Reading passage:
########

Posted on 06/12/2021 3:06:57 PM PDT by SamAdams76
I have mosquito bites all over my arms and legs. I'm thinking because I've been out camping, sitting by the campfire and doing a lot of cast iron based cooking over said fire. Which is some of the best kind of cooking if you are to be camping.
Then I go into my tent and roll myself into a "sleeping bag" but even then, I'm thinking mosquitoes are still able to get through.
So a lot of mosquito bites and it's only mid June. Lot of camping left to go this season.
Nothing better though then sleeping under a tent and hearing all the noises of nature, especially pit-pattering rain and crickets and tree frogs. Then you get the birds in the morning waking you up as the sun gains strength in the east.
Then you get the campfire going again in put some "cowboy coffee" on as you prepare the eggs and bacon to get your next camping day off to an acceptable start.
But I digress.
I'm old enough to remember back when "rural" themed TV shows ruled the day. You had "Hee Haw" which was such an incredible institution that I might need several posts to fully describe it. You had "Beverly Hillbillies", "Green Acres", "Petticoat Junction", "Mr Ed", "Andy Griffith", "Jim Nabors Show", and "Lassie" just to name a few.
Oh yeah, and "Gunsmoke" and "F Troop" just to name a couple more.
All these shows (and more!) had respectable to great ratings on TV and presented good American values to the general public.
But along came this douchebag named Fred Silverman who took over CBS around 1970 and felt that rural values were not conducive to how he felt America should be and the "rural purge" was on.
In came more "urban" based shows like "Mary Tyler Moore", "All In The Family", "The Jeffersons", "What's Happening", "James at 15", and "Sanford & Son."
Certainly not all Fred Silverman creations but Fred did kill the rural-based TV shows in order to cater to more urban and suburban audiences (though those audiences did appreciate the rural shows as even "Hee Haw" got decent ratings in NYC and Boston.)
Fact is, rural shows basically disappeared in the early 1970s with the notable exceptions of "The Waltons" and "Little House On The Prairie."
Basically from then on, you had the urban-suburban TV shows with their loud voices, their canned laughtracks and their more liberal values dominating the airwaves.
“But maybe I’m misremembering.”
No you’re not. He was a whiney lib. Back then I saw it even before I knew what a whiney liberal was.
He grossed me out.
Barney Miller and WKRP In Cincinatti-both were great and pretty much the last of the shows worth watching...
I only will watch the first 3 seasons only.
I thought Batman was so bad it was good, i.e. funny.
James Garner? really??
Oh, man..for some reason always thought he was a down to earth
good guy in real life.
i remember when my town got the SA-LOOT on hee-haw...
long time gone
A few notes...
F Troop was an ABC show, not CBS. It was canceled two years before the rural purge.

########

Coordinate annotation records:
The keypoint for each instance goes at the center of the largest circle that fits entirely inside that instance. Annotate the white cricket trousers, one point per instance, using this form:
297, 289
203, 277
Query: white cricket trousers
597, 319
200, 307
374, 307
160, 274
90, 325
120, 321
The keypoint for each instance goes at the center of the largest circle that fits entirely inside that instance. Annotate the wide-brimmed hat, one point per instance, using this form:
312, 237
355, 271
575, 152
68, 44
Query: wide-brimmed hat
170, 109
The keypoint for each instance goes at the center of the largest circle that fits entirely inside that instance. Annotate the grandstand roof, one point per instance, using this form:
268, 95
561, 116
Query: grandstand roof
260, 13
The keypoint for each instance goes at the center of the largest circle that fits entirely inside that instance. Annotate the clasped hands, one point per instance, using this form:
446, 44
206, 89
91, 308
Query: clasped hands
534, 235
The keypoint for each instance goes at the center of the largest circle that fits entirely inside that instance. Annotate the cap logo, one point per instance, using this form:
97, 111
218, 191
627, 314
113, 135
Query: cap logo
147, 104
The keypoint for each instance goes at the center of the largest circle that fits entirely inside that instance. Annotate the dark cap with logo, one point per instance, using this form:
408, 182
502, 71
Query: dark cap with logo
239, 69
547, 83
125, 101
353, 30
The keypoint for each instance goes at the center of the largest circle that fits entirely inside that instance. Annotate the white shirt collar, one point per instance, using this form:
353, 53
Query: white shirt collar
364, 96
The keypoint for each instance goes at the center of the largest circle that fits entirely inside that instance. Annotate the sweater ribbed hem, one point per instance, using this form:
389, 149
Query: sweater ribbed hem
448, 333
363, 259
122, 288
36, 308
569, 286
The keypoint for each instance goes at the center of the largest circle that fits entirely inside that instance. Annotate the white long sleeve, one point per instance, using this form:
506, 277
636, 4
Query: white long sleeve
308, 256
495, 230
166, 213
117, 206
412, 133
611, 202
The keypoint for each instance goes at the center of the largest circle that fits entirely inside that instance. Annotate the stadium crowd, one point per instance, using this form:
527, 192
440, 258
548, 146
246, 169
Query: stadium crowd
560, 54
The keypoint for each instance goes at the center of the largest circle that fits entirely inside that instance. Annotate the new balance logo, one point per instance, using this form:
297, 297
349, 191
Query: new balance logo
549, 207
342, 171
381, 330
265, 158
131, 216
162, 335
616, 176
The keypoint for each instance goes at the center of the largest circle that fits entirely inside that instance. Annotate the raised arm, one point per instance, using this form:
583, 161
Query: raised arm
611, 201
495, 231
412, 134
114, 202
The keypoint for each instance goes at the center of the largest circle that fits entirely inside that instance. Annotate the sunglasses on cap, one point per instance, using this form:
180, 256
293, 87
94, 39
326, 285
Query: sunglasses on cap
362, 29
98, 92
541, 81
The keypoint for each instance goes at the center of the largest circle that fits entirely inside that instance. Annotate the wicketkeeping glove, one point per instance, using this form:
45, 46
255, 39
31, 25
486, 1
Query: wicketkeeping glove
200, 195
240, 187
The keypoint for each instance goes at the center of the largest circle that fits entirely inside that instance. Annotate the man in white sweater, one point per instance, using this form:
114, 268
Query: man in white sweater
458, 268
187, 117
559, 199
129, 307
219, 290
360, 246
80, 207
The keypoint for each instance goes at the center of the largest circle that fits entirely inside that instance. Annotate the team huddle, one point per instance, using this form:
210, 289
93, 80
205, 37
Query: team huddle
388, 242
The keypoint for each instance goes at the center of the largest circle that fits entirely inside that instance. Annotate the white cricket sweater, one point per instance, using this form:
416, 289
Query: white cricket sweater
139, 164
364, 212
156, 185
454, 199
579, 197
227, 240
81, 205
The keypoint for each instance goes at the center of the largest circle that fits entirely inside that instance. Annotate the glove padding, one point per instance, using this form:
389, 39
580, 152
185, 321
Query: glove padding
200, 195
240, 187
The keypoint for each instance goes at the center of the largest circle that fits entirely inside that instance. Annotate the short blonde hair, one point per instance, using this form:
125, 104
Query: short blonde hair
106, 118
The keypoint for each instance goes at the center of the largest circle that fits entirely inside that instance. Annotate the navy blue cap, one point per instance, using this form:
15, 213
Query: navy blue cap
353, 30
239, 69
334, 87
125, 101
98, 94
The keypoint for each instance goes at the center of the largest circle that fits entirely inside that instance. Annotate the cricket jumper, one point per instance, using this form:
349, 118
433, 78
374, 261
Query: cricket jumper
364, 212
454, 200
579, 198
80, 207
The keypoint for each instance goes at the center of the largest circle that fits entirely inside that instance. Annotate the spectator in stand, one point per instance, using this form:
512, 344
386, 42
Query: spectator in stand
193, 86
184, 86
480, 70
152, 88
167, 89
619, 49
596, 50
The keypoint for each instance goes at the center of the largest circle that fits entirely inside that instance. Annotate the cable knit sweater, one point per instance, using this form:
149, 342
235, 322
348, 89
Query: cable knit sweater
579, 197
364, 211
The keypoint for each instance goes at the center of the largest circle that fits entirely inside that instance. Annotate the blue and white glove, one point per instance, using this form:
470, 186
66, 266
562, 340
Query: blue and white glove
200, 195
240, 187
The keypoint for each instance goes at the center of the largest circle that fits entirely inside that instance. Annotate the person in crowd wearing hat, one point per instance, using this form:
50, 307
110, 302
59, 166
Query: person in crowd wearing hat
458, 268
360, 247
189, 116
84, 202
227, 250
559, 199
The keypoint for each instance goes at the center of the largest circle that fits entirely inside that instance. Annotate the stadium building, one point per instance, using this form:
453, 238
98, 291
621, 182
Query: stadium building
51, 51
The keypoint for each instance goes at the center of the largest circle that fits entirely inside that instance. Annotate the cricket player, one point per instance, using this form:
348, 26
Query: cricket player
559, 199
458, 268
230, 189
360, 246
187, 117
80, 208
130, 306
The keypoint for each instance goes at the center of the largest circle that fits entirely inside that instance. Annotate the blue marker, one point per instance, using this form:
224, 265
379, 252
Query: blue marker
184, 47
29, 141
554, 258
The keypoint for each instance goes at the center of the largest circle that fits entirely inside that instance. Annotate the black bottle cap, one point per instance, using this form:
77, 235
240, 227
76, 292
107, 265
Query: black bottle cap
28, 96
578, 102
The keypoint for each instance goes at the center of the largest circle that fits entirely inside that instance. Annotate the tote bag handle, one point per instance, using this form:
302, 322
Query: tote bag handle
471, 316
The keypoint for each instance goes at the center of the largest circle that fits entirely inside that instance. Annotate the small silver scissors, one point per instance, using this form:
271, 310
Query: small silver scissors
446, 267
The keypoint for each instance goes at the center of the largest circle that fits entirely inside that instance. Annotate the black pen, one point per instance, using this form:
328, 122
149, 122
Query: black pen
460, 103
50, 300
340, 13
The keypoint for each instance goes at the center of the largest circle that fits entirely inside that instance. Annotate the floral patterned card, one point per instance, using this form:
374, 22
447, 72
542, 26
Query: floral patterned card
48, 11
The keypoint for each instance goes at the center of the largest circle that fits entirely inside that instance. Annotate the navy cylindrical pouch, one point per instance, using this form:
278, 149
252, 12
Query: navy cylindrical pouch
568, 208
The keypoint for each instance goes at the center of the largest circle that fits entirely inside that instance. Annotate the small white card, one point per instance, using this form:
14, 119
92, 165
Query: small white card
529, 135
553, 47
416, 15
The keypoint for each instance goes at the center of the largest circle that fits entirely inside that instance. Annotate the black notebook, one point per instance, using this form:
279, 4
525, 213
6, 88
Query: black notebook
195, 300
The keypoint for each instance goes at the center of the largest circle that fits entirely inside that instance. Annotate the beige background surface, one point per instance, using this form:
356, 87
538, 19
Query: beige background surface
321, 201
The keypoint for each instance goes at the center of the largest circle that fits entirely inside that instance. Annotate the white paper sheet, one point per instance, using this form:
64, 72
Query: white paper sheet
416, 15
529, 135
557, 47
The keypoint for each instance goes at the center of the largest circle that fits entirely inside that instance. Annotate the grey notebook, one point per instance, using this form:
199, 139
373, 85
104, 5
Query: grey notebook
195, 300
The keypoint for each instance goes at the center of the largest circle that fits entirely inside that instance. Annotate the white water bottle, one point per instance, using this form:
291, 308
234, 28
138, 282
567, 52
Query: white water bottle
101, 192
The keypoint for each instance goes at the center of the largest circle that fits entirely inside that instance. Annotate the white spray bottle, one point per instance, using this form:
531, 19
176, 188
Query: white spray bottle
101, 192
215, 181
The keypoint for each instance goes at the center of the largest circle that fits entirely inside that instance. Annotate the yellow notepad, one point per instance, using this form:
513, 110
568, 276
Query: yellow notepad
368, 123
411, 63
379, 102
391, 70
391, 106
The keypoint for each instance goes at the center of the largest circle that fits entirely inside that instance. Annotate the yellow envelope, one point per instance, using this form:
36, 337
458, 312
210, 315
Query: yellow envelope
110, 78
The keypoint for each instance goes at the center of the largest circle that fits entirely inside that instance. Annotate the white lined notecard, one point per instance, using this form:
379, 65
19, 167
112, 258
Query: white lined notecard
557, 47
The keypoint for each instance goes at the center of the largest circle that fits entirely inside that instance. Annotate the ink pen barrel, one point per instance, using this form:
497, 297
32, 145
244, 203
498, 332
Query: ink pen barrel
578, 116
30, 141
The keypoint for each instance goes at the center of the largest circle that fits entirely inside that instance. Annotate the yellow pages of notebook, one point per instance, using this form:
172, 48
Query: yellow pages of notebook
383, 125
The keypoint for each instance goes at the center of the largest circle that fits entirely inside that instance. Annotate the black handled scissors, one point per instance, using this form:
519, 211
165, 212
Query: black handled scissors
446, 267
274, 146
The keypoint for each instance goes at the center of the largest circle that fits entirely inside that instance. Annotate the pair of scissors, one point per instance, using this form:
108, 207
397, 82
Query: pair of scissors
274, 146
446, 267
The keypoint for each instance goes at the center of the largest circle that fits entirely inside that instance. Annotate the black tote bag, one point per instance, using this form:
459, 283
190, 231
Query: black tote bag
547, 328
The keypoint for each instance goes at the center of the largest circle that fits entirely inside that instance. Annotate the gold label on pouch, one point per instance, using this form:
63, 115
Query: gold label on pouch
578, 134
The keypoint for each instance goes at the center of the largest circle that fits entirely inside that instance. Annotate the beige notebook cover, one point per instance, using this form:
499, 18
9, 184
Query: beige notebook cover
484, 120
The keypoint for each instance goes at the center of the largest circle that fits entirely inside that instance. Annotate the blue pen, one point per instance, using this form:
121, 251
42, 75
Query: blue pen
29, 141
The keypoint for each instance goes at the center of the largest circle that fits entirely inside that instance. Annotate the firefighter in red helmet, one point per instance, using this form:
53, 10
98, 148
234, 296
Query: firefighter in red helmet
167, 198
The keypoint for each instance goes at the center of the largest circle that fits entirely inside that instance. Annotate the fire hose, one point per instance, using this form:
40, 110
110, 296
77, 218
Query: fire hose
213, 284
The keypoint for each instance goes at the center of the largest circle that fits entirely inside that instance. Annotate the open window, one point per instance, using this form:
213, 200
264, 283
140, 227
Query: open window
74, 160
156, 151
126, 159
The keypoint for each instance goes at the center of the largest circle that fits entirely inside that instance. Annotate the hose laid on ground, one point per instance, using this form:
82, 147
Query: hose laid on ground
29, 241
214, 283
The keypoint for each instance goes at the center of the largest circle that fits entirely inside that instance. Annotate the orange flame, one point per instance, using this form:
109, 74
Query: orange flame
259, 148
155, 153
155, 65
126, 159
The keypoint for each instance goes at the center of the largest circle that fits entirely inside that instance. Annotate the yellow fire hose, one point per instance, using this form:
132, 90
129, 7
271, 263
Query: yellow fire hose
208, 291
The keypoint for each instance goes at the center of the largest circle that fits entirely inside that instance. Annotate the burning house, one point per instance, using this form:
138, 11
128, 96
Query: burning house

########

Exercise tasks:
[A] In the forum post about rural TV shows, retype the part that opens with the words containing "No you’re not." and closes with "James Garner? really??".
[B] List every show that the forum post about rural TV shows names as the more "urban" based shows that came in.

Results in order:
[A]
No you’re not. He was a whiney lib. Back then I saw it even before I knew what a whiney liberal was.
He grossed me out.
Barney Miller and WKRP In Cincinatti-both were great and pretty much the last of the shows worth watching...
I only will watch the first 3 seasons only.
I thought Batman was so bad it was good, i.e. funny.
James Garner? really??

[B]
- Mary Tyler Moore
- All In The Family
- The Jeffersons
- What's Happening
- James at 15
- Sanford & Son